» **Texte source**:
Certes, les leaders syndicaux ont lancé plusieurs appels en ce sens mais, le faible nombre de participants les a conduits eux-mêmes à ne pas faire référence au LKP et à sa force mobilisatrice, pour ne pas avoir à gérer une telle comparaison. Tout au plus, chaque organisation syndicale, soutenue ou pas par les autres, mène son combat mais ne peut compter que sur ses propres adhérents pour parler de mobilisation.
Autre mèche utilisée, celle des différents procès des leaders syndicaux. Ils sont souvent l’occasion d’un appel à la grève générale, mais ne se traduisent guère autrement que par la mobilisation des seuls adhérents, là aussi. La rivalité patronat-blanc/ouvriers-noirs, ne suffit plus pour galvaniser les foules.

» **Questions à traiter**:
A. Donnez tel quel le passage de l'extrait sur la mobilisation syndicale qui s'ouvre sur les mots contenant « Certes, les leaders » et se ferme sur « galvaniser les foules. ».
B. Reprenez l'extrait sur la mobilisation syndicale à la fin de sa dernière phrase et poursuivez-le.

» **Données d'ancrage d'objets en langage naturel**:

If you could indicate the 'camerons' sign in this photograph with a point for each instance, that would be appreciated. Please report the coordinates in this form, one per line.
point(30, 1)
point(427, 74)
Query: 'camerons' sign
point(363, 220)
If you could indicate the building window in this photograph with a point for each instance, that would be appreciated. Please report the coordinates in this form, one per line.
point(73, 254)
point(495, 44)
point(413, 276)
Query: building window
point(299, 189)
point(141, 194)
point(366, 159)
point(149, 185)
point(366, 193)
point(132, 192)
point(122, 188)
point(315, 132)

» **Réponses**:
A.
Certes, les leaders syndicaux ont lancé plusieurs appels en ce sens mais, le faible nombre de participants les a conduits eux-mêmes à ne pas faire référence au LKP et à sa force mobilisatrice, pour ne pas avoir à gérer une telle comparaison. Tout au plus, chaque organisation syndicale, soutenue ou pas par les autres, mène son combat mais ne peut compter que sur ses propres adhérents pour parler de mobilisation.
Autre mèche utilisée, celle des différents procès des leaders syndicaux. Ils sont souvent l’occasion d’un appel à la grève générale, mais ne se traduisent guère autrement que par la mobilisation des seuls adhérents, là aussi. La rivalité patronat-blanc/ouvriers-noirs, ne suffit plus pour galvaniser les foules.

B.
La grève de Milénis, un cadeau pour le 10ème anniversaire du LKP
Il faut regarder avec beaucoup de précaution le mouvement des salariés de l'hypermarché de Milénis. Il est symptomatique de l’après LKP 2009. Au départ, la CGTG est un peu seule à lancer le mouvement, mais elle est vite rejointe par la section UGTG du centre commercial. Très vite, s’installant dans la durée, le conflit change de nature, avec l’entrée en scène de Jean-Marie Nomertin. Le leader syndical s’y connait, il sait comment donner au mouvement un nouveau souffle. Son altercation avec les gendarmes, le 18 janvier 2019 et sa rapide interpellation incitent les autres organisations syndicales à se manifester sur le terrain. Très rapidement, Elie Domota autant que Jean-Marie Nomertin sont en première ligne, même s’ils accordent toujours la première place aux responsables syndicaux du conflit.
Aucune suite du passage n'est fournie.